It has been another four years. The World Cup is a ritual that begets rituals. The anticipation of another one unlocks memories of those that have come before. In my case, the return of the World Cup means yet again brooding over how the Netherlands stole Mexico’s path to the semifinal in 2014, with a faked dive and an unjust penalty. It means suddenly developing an aptitude for statistics and mathematical probabilities. It means more time with my dad. It means more than I can possibly express. 

It can seem at times that the joyful spark of mischief and resistance—the football for the poor— has been beaten out of the game by FIFA and its corporate sponsors. This World Cup feels doomed to be football for the rich; an excuse for Donald Trump, Elon Musk and allied foreign leaders like the libertarian Argentinian president Javier Milei to gather in a private box and mingle, only half watching as corporate-sponsored superstars play below. 

And yet that same game will be followed with rapt attention in favelas and slums and barrios all over the world. Undocumented line cooks in expensive restaurants will turn up the radio. Children living without running water from South Sudan to Gaza to Ciudad Juárez will pretend to be their footballing heroes as they re-enact the game, substituting unpaved dirt for grass, crumpled-up newspaper for a ball, bare feet for cleats. Will the immigrants trapped in ICE detention centers across the country be able to watch it? Probably not. But I guarantee you they would love to if they could. 

Jorge Bergoglio was pope for the three most recent World Cups: 2014, 2018 and 2022. Though he never returned to Argentina after becoming pope, Francis lived to see Argentina win a third World Cup before he passed away. Argentina remains the reigning champion and will look to defend its title in what is certainly, for real this time, Lionel Messi’s final appearance. This will be one of the great storylines of the tournament: Can Argentina become the first team since Pelé’s Brazil to win back-to-back World Cups?

_WORK INSTRUCTION_
Reproduce verbatim the portion of the World Cup passage that begins at the words "Jorge Bergoglio was" and stops after the words "back-to-back World Cups?".

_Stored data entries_
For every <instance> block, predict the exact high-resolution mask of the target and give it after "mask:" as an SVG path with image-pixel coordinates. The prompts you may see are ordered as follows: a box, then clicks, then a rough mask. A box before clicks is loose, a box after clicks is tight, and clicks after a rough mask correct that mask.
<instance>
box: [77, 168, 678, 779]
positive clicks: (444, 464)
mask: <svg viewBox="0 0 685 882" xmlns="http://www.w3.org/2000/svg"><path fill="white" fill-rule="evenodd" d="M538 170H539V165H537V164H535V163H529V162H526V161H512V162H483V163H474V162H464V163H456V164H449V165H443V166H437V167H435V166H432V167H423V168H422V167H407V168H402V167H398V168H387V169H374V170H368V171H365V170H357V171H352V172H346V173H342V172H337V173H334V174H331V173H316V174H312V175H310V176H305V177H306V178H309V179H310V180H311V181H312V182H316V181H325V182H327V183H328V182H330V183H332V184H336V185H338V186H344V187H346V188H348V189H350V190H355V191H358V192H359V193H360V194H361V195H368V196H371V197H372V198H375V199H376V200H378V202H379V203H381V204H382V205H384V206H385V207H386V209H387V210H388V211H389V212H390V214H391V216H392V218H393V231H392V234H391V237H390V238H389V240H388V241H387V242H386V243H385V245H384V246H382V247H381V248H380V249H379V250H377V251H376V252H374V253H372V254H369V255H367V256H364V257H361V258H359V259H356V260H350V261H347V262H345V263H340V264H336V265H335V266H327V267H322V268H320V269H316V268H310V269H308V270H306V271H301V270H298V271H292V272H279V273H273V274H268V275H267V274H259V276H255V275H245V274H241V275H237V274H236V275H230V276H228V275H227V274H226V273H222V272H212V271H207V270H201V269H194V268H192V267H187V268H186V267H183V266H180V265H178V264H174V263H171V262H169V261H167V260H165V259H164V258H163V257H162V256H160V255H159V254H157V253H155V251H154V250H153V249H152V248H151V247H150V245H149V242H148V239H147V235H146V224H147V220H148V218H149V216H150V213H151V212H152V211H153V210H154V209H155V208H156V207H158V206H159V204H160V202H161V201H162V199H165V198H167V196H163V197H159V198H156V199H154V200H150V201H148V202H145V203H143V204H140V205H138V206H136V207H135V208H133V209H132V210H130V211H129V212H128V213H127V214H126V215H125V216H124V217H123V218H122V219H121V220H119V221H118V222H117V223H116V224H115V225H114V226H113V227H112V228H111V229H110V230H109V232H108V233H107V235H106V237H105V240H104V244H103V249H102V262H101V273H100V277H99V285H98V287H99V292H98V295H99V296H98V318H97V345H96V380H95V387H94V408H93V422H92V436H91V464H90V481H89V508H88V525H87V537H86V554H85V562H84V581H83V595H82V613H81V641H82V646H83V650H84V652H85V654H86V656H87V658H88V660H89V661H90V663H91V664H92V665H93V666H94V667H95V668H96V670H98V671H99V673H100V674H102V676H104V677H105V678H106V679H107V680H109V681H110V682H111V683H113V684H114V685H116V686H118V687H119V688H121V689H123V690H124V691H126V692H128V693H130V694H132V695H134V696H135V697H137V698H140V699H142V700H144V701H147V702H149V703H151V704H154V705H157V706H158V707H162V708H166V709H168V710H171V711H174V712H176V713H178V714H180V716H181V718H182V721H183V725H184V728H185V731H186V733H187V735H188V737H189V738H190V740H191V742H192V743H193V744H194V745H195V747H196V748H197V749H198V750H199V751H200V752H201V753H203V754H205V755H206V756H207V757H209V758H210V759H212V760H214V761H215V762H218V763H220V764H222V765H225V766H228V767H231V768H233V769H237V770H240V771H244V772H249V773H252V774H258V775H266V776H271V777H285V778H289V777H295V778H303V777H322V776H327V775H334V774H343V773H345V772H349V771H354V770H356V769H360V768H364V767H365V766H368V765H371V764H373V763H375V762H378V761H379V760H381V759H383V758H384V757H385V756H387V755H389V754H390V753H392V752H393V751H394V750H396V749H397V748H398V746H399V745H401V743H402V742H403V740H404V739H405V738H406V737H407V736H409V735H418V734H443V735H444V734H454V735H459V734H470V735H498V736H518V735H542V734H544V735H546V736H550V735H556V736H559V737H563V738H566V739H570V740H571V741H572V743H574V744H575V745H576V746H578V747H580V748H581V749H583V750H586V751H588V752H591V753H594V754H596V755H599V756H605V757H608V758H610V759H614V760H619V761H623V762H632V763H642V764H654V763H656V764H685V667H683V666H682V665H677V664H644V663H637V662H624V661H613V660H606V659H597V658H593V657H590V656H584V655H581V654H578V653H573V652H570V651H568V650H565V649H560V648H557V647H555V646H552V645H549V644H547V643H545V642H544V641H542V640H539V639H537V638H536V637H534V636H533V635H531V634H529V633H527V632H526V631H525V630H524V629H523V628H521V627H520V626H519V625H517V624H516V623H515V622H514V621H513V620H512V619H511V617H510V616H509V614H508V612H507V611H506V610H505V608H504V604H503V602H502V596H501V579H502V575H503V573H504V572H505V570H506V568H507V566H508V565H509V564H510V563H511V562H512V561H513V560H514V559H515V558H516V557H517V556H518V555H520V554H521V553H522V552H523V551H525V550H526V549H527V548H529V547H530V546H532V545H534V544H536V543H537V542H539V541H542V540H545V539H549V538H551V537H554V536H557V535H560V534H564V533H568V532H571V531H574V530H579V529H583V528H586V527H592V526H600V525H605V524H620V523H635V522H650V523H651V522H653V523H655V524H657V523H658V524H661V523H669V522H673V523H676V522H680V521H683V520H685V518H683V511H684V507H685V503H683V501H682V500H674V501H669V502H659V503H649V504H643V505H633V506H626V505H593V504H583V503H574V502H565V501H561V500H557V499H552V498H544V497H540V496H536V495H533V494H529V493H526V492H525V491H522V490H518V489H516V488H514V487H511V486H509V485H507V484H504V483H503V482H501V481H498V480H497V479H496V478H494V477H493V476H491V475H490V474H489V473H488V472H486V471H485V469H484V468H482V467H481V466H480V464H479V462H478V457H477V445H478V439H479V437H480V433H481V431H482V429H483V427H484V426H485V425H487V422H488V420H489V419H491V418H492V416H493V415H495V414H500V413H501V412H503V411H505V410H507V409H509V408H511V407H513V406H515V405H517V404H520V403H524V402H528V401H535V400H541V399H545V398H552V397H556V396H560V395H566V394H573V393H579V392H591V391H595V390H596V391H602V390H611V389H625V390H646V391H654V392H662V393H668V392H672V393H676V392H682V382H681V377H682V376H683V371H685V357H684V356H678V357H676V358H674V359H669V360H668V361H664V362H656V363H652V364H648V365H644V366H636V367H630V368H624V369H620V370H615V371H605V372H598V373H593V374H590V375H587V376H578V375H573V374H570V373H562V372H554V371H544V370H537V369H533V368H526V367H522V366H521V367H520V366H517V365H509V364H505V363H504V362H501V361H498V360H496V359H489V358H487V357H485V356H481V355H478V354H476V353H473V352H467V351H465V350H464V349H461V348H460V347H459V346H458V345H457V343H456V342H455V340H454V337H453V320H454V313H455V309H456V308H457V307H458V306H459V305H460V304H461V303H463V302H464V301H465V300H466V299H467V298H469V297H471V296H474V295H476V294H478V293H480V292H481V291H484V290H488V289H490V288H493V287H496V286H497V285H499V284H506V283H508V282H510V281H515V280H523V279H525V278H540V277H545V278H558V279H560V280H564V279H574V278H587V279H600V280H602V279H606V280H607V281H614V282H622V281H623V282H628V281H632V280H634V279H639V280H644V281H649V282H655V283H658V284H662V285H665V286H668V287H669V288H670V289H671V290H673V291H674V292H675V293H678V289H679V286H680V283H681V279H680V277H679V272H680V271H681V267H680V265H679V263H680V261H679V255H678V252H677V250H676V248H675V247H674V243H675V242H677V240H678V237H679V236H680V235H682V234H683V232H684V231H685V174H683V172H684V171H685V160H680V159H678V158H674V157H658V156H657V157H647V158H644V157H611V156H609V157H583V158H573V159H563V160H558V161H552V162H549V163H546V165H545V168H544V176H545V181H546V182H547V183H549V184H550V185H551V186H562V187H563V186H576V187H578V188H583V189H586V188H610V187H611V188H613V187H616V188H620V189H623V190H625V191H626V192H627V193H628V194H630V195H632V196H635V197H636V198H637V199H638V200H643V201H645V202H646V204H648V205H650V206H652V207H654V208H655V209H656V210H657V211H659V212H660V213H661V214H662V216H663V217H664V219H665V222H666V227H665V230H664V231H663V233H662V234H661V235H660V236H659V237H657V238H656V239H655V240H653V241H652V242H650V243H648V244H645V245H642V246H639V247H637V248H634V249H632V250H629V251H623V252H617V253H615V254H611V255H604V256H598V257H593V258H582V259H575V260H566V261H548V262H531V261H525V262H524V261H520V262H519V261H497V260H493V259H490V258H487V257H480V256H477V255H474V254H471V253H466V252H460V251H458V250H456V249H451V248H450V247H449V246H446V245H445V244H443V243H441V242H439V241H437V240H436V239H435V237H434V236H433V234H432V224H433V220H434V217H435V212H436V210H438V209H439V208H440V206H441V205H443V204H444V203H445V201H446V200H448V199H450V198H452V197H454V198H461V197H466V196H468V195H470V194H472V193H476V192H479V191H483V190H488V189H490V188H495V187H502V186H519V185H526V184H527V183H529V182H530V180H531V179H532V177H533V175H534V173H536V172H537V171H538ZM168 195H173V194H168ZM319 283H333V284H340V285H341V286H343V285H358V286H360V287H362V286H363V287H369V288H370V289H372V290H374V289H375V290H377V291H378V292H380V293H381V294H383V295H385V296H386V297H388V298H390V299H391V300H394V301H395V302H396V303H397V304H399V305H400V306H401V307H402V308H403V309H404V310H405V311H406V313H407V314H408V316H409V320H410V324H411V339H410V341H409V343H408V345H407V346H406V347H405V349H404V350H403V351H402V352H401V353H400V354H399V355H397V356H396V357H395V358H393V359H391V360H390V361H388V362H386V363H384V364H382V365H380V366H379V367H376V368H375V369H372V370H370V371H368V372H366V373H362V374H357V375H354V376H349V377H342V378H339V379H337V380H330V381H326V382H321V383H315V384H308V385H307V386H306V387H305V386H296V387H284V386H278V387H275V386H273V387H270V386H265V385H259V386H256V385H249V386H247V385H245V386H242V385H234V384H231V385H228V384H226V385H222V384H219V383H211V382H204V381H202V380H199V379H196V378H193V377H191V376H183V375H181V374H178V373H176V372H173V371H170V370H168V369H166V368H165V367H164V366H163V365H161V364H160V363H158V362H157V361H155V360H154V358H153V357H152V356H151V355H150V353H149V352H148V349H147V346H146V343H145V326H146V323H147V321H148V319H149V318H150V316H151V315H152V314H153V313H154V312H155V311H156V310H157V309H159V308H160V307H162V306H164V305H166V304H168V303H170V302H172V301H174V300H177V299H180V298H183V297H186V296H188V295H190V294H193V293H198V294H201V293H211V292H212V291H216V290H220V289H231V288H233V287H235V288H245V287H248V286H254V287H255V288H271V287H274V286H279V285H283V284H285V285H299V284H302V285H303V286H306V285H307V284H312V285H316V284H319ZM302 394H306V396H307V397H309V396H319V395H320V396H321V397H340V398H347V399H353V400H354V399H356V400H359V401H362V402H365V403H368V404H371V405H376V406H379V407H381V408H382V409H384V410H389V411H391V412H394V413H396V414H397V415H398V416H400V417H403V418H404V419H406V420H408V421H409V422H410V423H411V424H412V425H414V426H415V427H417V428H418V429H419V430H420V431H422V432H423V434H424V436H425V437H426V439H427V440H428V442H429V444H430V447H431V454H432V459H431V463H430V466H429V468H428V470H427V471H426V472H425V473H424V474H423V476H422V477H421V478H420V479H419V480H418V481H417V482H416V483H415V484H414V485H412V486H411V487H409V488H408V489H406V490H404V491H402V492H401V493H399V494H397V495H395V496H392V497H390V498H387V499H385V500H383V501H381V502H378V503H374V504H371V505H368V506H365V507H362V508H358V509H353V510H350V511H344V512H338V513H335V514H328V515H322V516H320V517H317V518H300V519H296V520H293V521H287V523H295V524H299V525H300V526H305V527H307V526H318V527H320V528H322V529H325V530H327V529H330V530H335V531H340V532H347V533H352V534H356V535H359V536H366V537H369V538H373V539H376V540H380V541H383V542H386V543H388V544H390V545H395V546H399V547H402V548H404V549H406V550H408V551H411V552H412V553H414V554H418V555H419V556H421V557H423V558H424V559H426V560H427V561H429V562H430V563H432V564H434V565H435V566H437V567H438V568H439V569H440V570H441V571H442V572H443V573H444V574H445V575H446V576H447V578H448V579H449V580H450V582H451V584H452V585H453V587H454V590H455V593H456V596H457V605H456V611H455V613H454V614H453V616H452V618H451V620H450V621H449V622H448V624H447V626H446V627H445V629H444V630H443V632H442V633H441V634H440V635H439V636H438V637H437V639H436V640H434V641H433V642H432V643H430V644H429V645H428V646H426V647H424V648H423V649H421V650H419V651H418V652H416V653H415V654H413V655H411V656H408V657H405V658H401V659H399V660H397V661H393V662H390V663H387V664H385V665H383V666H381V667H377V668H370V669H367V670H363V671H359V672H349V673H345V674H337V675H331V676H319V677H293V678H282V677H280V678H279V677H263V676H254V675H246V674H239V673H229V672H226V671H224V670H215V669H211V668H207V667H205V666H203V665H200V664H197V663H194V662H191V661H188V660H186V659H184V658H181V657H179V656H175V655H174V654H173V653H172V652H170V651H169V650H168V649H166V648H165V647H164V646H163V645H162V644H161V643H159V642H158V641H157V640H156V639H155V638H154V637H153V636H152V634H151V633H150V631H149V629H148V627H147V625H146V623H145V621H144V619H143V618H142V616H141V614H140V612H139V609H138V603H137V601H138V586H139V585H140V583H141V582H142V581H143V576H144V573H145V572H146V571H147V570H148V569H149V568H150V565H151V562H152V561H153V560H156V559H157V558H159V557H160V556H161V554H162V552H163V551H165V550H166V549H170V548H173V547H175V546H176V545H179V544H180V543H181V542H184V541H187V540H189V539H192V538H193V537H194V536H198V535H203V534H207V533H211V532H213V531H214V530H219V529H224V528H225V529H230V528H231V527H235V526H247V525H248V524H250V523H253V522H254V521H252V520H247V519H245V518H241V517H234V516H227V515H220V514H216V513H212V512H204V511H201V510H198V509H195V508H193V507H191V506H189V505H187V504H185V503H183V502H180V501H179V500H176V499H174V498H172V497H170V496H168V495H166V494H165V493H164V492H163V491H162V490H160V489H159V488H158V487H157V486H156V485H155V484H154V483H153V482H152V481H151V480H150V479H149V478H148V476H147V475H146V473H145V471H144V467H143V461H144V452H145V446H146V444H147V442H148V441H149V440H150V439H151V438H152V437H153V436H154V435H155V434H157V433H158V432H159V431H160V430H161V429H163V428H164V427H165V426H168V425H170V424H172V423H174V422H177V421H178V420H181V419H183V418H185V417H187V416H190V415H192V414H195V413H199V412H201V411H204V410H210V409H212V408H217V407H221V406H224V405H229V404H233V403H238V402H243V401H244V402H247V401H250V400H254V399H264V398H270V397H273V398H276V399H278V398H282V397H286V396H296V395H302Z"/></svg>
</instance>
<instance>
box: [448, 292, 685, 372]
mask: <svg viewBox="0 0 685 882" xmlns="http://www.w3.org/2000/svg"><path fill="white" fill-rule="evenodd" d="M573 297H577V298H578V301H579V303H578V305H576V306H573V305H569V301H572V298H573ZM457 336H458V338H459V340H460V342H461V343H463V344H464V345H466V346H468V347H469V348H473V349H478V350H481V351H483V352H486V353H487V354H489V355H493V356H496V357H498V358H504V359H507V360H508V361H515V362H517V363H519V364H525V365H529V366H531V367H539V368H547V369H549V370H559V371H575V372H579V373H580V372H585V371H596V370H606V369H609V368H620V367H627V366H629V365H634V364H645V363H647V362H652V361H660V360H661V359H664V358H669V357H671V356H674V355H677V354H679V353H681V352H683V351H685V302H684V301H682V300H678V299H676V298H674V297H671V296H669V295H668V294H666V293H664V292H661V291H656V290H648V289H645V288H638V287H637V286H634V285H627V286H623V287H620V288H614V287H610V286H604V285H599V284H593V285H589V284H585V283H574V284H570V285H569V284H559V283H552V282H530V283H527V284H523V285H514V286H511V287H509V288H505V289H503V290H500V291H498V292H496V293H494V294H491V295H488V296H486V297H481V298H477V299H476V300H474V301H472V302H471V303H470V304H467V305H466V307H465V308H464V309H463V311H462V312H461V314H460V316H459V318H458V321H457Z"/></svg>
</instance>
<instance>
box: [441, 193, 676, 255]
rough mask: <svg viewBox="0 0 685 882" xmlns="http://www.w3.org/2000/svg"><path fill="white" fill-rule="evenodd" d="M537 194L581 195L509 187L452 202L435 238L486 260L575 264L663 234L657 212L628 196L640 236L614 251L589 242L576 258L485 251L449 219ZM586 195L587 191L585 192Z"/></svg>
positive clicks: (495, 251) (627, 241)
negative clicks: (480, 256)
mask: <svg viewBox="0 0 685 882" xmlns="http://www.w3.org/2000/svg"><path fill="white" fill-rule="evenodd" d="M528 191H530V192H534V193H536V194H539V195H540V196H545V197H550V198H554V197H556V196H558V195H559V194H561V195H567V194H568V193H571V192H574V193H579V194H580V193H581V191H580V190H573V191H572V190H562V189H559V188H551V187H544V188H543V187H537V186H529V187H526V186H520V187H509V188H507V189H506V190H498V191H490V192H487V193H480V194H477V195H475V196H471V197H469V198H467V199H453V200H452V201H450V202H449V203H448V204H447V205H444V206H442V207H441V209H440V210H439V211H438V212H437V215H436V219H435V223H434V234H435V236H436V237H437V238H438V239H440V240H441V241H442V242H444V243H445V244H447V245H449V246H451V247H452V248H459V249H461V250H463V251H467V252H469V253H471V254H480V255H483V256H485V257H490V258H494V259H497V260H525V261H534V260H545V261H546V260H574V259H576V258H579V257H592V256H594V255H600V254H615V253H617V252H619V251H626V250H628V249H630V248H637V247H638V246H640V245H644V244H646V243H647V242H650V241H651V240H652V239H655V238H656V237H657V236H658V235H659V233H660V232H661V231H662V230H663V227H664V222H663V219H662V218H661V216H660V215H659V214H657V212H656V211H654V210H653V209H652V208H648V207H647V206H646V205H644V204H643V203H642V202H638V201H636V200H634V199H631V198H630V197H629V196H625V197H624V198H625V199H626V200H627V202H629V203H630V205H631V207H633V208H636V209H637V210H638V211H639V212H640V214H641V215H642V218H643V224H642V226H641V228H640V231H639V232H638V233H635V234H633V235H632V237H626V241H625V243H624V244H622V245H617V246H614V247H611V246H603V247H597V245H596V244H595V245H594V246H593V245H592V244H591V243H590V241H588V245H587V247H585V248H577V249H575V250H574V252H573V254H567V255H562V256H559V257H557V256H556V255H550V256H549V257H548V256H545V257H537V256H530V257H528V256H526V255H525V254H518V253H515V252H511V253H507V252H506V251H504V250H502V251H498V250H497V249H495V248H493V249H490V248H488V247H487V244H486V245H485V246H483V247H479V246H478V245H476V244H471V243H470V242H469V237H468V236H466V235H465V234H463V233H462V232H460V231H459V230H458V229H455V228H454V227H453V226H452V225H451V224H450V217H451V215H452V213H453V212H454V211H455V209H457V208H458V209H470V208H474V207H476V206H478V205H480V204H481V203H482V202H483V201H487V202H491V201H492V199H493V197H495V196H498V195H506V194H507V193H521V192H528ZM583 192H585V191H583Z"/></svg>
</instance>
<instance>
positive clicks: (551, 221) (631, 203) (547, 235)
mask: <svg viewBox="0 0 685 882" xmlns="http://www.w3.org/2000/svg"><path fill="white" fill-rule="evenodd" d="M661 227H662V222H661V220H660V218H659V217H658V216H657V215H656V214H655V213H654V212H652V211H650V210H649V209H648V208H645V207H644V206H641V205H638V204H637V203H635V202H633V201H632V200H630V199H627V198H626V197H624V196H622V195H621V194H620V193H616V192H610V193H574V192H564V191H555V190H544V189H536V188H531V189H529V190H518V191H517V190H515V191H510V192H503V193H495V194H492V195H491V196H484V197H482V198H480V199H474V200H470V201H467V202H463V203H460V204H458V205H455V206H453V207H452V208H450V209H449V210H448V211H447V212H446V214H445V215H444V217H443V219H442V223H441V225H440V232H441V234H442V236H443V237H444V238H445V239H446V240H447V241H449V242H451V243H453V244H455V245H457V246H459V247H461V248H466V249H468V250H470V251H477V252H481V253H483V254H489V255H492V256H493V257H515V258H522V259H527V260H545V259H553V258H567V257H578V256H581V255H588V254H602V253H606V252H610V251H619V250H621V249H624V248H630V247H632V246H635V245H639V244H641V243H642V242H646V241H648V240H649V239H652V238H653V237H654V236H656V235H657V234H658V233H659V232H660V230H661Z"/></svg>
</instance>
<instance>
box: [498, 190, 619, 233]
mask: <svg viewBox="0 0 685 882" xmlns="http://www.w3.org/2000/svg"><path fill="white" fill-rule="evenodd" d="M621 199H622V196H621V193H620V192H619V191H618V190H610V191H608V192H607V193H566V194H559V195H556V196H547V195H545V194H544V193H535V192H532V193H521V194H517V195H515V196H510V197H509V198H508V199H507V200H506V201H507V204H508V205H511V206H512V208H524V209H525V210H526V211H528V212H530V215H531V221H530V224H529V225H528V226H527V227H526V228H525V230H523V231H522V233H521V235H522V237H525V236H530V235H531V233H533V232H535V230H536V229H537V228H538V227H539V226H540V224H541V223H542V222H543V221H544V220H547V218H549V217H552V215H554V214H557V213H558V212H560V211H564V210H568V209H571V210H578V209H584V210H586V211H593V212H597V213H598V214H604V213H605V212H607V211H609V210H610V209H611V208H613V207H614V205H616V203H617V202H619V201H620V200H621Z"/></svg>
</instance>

_TASK ANSWER_
Jorge Bergoglio was pope for the three most recent World Cups: 2014, 2018 and 2022. Though he never returned to Argentina after becoming pope, Francis lived to see Argentina win a third World Cup before he passed away. Argentina remains the reigning champion and will look to defend its title in what is certainly, for real this time, Lionel Messi’s final appearance. This will be one of the great storylines of the tournament: Can Argentina become the first team since Pelé’s Brazil to win back-to-back World Cups?